>>>
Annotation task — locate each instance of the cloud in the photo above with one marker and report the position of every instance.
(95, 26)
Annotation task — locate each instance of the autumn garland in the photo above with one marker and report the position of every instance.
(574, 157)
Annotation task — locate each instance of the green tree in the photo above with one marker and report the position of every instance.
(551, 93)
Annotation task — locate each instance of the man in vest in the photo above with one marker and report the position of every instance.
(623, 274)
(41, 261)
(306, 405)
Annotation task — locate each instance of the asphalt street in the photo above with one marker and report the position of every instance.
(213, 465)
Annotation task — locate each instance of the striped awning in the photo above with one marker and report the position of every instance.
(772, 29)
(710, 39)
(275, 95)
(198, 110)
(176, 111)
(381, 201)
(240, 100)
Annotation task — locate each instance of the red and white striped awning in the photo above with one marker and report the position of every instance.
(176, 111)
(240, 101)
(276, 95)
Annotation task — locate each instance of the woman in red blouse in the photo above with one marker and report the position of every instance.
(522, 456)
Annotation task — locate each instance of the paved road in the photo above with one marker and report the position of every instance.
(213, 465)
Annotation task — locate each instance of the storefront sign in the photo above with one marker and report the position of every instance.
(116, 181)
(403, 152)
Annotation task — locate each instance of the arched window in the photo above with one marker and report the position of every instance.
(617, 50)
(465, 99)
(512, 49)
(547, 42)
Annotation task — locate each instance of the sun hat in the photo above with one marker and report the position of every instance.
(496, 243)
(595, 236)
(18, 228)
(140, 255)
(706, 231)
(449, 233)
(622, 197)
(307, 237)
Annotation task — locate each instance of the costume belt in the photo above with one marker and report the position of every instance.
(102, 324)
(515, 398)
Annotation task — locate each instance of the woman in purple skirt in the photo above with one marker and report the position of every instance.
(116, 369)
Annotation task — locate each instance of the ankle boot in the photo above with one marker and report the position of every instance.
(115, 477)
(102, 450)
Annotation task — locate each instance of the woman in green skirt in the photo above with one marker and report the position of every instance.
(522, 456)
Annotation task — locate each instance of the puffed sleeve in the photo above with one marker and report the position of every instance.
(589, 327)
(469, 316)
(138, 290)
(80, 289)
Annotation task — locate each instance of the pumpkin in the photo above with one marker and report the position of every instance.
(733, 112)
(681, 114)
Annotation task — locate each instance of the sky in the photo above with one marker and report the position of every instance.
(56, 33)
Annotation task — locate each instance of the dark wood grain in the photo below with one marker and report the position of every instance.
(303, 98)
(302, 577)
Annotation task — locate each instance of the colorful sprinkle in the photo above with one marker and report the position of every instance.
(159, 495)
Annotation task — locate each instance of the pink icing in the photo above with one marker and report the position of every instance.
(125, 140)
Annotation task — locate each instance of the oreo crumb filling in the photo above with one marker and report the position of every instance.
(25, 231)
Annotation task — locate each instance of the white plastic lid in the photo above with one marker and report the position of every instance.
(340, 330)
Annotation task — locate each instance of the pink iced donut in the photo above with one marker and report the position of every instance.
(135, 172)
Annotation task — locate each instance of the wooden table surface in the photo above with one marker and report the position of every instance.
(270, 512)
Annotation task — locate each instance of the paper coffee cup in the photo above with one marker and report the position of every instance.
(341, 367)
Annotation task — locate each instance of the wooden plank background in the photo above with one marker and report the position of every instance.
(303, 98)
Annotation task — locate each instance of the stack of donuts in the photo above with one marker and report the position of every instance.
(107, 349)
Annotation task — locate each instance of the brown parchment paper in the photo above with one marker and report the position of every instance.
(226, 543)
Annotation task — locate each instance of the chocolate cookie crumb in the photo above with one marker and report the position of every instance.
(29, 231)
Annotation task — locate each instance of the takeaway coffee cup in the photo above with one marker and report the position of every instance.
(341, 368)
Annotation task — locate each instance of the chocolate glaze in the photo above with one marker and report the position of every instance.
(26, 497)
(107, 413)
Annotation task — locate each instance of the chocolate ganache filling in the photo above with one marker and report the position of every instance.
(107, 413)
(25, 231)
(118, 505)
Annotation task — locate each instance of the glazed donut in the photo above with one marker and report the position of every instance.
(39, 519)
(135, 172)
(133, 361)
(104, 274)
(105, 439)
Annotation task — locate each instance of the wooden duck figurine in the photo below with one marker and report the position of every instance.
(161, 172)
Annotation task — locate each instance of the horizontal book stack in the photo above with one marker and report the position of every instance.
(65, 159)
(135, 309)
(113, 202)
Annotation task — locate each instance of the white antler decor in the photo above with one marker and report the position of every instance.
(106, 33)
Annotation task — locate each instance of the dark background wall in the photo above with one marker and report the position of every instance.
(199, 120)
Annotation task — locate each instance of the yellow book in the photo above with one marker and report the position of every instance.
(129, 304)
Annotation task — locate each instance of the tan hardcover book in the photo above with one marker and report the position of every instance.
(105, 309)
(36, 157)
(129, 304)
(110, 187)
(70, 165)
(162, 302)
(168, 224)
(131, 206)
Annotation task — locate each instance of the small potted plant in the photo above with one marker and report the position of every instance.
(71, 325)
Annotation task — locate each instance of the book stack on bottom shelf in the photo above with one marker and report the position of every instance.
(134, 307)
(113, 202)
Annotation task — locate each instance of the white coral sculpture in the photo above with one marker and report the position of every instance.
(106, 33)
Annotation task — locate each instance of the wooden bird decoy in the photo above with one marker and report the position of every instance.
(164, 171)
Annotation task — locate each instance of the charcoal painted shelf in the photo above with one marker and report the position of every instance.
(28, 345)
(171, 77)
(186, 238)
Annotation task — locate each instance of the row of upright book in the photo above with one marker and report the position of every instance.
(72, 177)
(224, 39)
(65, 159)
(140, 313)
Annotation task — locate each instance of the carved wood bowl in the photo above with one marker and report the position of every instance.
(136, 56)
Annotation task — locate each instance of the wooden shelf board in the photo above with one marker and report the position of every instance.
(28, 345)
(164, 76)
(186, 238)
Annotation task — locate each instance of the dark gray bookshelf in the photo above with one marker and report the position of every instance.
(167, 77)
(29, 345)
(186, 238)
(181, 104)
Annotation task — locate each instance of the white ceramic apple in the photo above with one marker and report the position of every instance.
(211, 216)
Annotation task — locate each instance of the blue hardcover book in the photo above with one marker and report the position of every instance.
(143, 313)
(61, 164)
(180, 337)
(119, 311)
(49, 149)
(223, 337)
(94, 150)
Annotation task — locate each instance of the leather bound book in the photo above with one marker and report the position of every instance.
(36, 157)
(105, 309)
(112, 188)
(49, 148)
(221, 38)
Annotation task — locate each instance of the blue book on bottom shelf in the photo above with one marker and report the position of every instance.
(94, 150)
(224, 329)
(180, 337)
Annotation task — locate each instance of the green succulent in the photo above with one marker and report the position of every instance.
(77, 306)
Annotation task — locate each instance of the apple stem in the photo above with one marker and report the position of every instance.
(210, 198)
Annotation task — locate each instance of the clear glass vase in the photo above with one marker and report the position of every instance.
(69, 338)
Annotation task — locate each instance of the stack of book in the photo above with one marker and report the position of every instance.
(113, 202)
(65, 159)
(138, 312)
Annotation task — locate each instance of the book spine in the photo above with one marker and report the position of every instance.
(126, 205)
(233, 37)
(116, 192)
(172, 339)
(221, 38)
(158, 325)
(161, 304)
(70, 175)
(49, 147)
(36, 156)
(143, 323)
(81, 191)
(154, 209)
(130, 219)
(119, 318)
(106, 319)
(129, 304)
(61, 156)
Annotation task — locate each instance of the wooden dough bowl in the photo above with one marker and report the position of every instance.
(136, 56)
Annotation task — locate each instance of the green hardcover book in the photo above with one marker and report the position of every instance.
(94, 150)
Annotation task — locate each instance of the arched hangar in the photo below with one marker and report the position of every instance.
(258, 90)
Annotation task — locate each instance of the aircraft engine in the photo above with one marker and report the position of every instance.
<<<
* **Exercise task**
Format the records above as a Markdown table with two columns, Row and Line, numbering each line in order and leaving out blank lines.

* **Solution**
| Row | Line |
|---|---|
| 1 | Annotation task — locate each instance of the cloud in the photo above with one marker and report the position of every instance. |
| 2 | (95, 26) |
| 3 | Annotation task — locate each instance of the autumn garland in the photo above with one marker and report the position of every instance. |
| 4 | (574, 157) |
| 5 | Annotation task — locate each instance of the green tree in the photo above with one marker and report the position of every instance. |
| 6 | (551, 93) |
| 7 | Annotation task — locate each instance of the man in vest in the photo above with one marker and report the position of every instance. |
| 8 | (623, 274) |
| 9 | (41, 261) |
| 10 | (306, 405) |
| 11 | Annotation task — locate each instance of the asphalt street in the photo above with one marker and report the position of every instance. |
| 12 | (213, 465) |
| 13 | Annotation task — locate each instance of the striped awning in the photo above with one marker and report the position of every instance. |
| 14 | (772, 29) |
| 15 | (710, 39) |
| 16 | (275, 95) |
| 17 | (198, 110) |
| 18 | (176, 111) |
| 19 | (381, 201) |
| 20 | (240, 100) |
| 21 | Annotation task — locate each instance of the red and white striped awning in the photo above with one marker and report the position of every instance. |
| 22 | (176, 111) |
| 23 | (240, 101) |
| 24 | (276, 95) |
| 25 | Annotation task — locate each instance of the woman in red blouse in the photo above with one marker and report the position of every instance. |
| 26 | (522, 456) |
| 27 | Annotation task — locate each instance of the paved road in the photo above with one marker and report the position of every instance. |
| 28 | (213, 465) |
| 29 | Annotation task — locate each instance of the storefront sign in the photo above with one marker and report the position of every instance. |
| 30 | (116, 181) |
| 31 | (403, 152) |
| 32 | Annotation task — locate each instance of the arched window in the photo above with one marker and report the position of every instance. |
| 33 | (617, 50) |
| 34 | (465, 99) |
| 35 | (512, 49) |
| 36 | (547, 42) |
| 37 | Annotation task — locate each instance of the sun hat in the photo above with one marker and report the position of every instance. |
| 38 | (496, 243) |
| 39 | (595, 236) |
| 40 | (18, 228) |
| 41 | (140, 255) |
| 42 | (706, 231) |
| 43 | (449, 233) |
| 44 | (622, 197) |
| 45 | (307, 237) |
| 46 | Annotation task — locate each instance of the costume belt in the photo above with one marker and report the position of every instance. |
| 47 | (102, 324) |
| 48 | (515, 398) |
| 49 | Annotation task — locate each instance of the woman in purple skirt in the photo above with one marker and report the position of every instance. |
| 50 | (116, 369) |
| 51 | Annotation task — locate each instance of the ankle boot in the photo above with one marker and report the position of every instance. |
| 52 | (115, 477) |
| 53 | (102, 450) |
| 54 | Annotation task — locate each instance of the woman in green skirt in the photo above with one marker and report the position of every instance. |
| 55 | (522, 456) |
| 56 | Annotation task — locate each instance of the puffed sleeve in the photo above with one marker and report the position of every instance. |
| 57 | (589, 327) |
| 58 | (469, 316) |
| 59 | (138, 290) |
| 60 | (80, 289) |
| 61 | Annotation task — locate each instance of the pumpkin in the photo above with one marker and report the position of every instance. |
| 62 | (733, 112) |
| 63 | (681, 114) |
| 64 | Annotation task — locate each instance of the sky in the photo above with one marker and report the position of every instance. |
| 65 | (56, 33) |
| 66 | Annotation task — locate each instance of the dark wood grain in the photo below with one marker and report the position of every instance. |
| 67 | (303, 98) |
| 68 | (302, 577) |
| 69 | Annotation task — locate each instance of the colorful sprinkle in the photo above with one marker and report the position of every instance. |
| 70 | (159, 495) |
| 71 | Annotation task — locate each instance of the pink icing in the photo above with one marker and report the position of every instance. |
| 72 | (125, 140) |
| 73 | Annotation task — locate each instance of the oreo crumb filling in the photo above with one marker and report the position of every instance. |
| 74 | (25, 231) |
| 75 | Annotation task — locate each instance of the white plastic lid in the photo above with one marker and report the position of every instance. |
| 76 | (340, 330) |
| 77 | Annotation task — locate each instance of the pink iced donut in the photo above with one marker and report the position of every instance. |
| 78 | (135, 172) |
| 79 | Annotation task — locate each instance of the wooden table surface in the photo above with one marker and report the position of every instance. |
| 80 | (270, 512) |
| 81 | Annotation task — locate each instance of the paper coffee cup in the photo above with one marker and report the position of every instance. |
| 82 | (341, 367) |
| 83 | Annotation task — locate each instance of the wooden plank background in the photo above with one marker and report the position of every instance. |
| 84 | (303, 98) |
| 85 | Annotation task — locate each instance of the stack of donuts in the photo above with one marker and report the position of every instance. |
| 86 | (107, 349) |
| 87 | Annotation task — locate each instance of the brown parchment paper in the photo above with one marker and report the position of every instance. |
| 88 | (226, 543) |
| 89 | Annotation task — locate each instance of the chocolate cookie crumb in the photo above with one marker and report the position of every instance. |
| 90 | (29, 231) |
| 91 | Annotation task — locate each instance of the takeaway coffee cup in the photo above with one marker and report the position of every instance. |
| 92 | (341, 368) |
| 93 | Annotation task — locate each instance of the chocolate glaze in the photo above with one marker and report the position of every instance. |
| 94 | (26, 497) |
| 95 | (107, 413) |
| 96 | Annotation task — locate each instance of the chocolate ganache filling in the photo above with one marker and report the position of every instance. |
| 97 | (107, 413) |
| 98 | (25, 231) |
| 99 | (118, 505) |
| 100 | Annotation task — locate each instance of the glazed donut in the photo above with one marker and report the position of every instance. |
| 101 | (39, 519) |
| 102 | (135, 172) |
| 103 | (133, 361) |
| 104 | (104, 274) |
| 105 | (105, 439) |
| 106 | Annotation task — locate each instance of the wooden duck figurine in the photo below with one marker and report the position of every instance. |
| 107 | (161, 172) |
| 108 | Annotation task — locate each instance of the horizontal book stack in the photo above with one marker and report the position of every instance. |
| 109 | (65, 159) |
| 110 | (135, 309) |
| 111 | (113, 202) |
| 112 | Annotation task — locate each instance of the white antler decor in the photo above with one marker and report the position of every instance. |
| 113 | (106, 33) |
| 114 | Annotation task — locate each instance of the dark background wall in the photo above with one marker and report the position of every instance. |
| 115 | (199, 120) |
| 116 | Annotation task — locate each instance of the yellow book in the photo above with one marker and report the position of every instance. |
| 117 | (129, 304) |
| 118 | Annotation task — locate each instance of the tan hardcover book in the photo above with one marker and report the position of every instance. |
| 119 | (105, 309) |
| 120 | (36, 157) |
| 121 | (129, 304) |
| 122 | (110, 187) |
| 123 | (70, 165) |
| 124 | (162, 302) |
| 125 | (168, 224) |
| 126 | (131, 206) |
| 127 | Annotation task — locate each instance of the small potted plant in the photo above with one marker and report the position of every instance. |
| 128 | (71, 325) |
| 129 | Annotation task — locate each instance of the book stack on bottom shelf in the photo above with one marker and report the position of every instance. |
| 130 | (134, 307) |
| 131 | (113, 202) |
| 132 | Annotation task — locate each instance of the white coral sculpture in the photo above with one marker and report the position of every instance. |
| 133 | (106, 33) |
| 134 | Annotation task — locate each instance of the wooden bird decoy in the photo above with one marker and report the position of every instance. |
| 135 | (164, 171) |
| 136 | Annotation task — locate each instance of the charcoal painted shelf in the photo above with one marker and report the position of every instance. |
| 137 | (28, 345) |
| 138 | (171, 77) |
| 139 | (186, 238) |
| 140 | Annotation task — locate each instance of the row of upright book in the photo above with one marker and report the position of every instance. |
| 141 | (72, 177) |
| 142 | (224, 39) |
| 143 | (65, 159) |
| 144 | (140, 313) |
| 145 | Annotation task — locate each instance of the carved wood bowl in the photo above with one marker and report the position of every instance. |
| 146 | (136, 56) |
| 147 | Annotation task — locate each instance of the wooden shelf board in the photo above with one marker and report the position of every instance. |
| 148 | (28, 345) |
| 149 | (164, 76) |
| 150 | (186, 238) |
| 151 | Annotation task — locate each instance of the dark gray bookshelf in the photo above with one marker and report the position of every instance. |
| 152 | (167, 77) |
| 153 | (29, 345) |
| 154 | (186, 238) |
| 155 | (181, 104) |
| 156 | Annotation task — locate each instance of the white ceramic apple in the photo above with one marker and report the position of every instance. |
| 157 | (211, 216) |
| 158 | Annotation task — locate each instance of the blue hardcover book in the photo above with one marker and report the position of every instance. |
| 159 | (143, 313) |
| 160 | (61, 164) |
| 161 | (180, 337) |
| 162 | (119, 311) |
| 163 | (49, 149) |
| 164 | (223, 337) |
| 165 | (94, 150) |
| 166 | Annotation task — locate each instance of the leather bound book in the photo above with one marker and report the position of every instance. |
| 167 | (36, 157) |
| 168 | (105, 309) |
| 169 | (112, 188) |
| 170 | (49, 148) |
| 171 | (221, 38) |
| 172 | Annotation task — locate each instance of the blue book on bottom shelf in the photo above with one marker and report the position of every instance. |
| 173 | (94, 150) |
| 174 | (224, 329) |
| 175 | (180, 337) |
| 176 | Annotation task — locate each instance of the green succulent in the photo above with one marker and report the position of every instance. |
| 177 | (77, 306) |
| 178 | Annotation task — locate each instance of the apple stem in the photo above with one marker and report the position of every instance. |
| 179 | (210, 198) |
| 180 | Annotation task — locate each instance of the clear glass vase in the photo above with one marker and report the position of every instance. |
| 181 | (69, 338) |
| 182 | Annotation task — locate each instance of the stack of book in the photo above with one marker and report the position of every instance. |
| 183 | (113, 202) |
| 184 | (65, 159) |
| 185 | (138, 312) |
| 186 | Annotation task — locate each instance of the book spine in the photo above with one marker and report the position of every instance. |
| 187 | (126, 205) |
| 188 | (233, 37) |
| 189 | (116, 192) |
| 190 | (172, 339) |
| 191 | (221, 38) |
| 192 | (158, 325) |
| 193 | (161, 304) |
| 194 | (70, 175) |
| 195 | (49, 147) |
| 196 | (36, 156) |
| 197 | (143, 323) |
| 198 | (81, 191) |
| 199 | (154, 209) |
| 200 | (130, 219) |
| 201 | (119, 318) |
| 202 | (106, 319) |
| 203 | (129, 304) |
| 204 | (61, 156) |
| 205 | Annotation task — locate each instance of the wooden dough bowl in the photo above with one marker and report the position of every instance. |
| 206 | (136, 56) |
| 207 | Annotation task — locate each instance of the green hardcover book in the photo above with one marker and report the position of every instance. |
| 208 | (94, 150) |
| 209 | Annotation task — locate each instance of the arched hangar in the photo below with one marker and report the position of every instance. |
| 210 | (258, 90) |
| 211 | Annotation task — locate each instance of the aircraft engine in the photo above with one marker and report the position of every instance. |